> What is needed: Print each line of the material again, keeping everything exact.

> Data section:
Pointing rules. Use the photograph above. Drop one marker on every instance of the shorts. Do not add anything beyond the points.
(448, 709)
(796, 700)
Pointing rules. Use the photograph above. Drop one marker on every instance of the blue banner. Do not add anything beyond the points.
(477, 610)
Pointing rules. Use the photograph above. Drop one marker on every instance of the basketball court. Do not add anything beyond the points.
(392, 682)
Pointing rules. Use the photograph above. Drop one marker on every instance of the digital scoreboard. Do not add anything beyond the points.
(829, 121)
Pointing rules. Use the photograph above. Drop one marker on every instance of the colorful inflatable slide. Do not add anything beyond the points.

> Answer space:
Pointing rules. Use the photograph above. Drop one marker on every instance of the shorts. Do not add anything beyond the points.
(448, 709)
(796, 700)
Pointing rules. Use the photograph above. Drop one marker on every instance of the blue banner. Do not add anything beyond the points.
(477, 610)
Pointing rules. Use the photograph above. Drop one marker on every instance of the basketball court. Do not add anything beyond the points.
(392, 682)
Pointing rules. Use the photograph above. Drop one marker on every instance of the digital scoreboard. Do not add anything beyond the points.
(829, 121)
Pointing rules. Use the photograph above. Drop one marker on every instance of the colorful inflatable slide. Do not add anything beyond the points.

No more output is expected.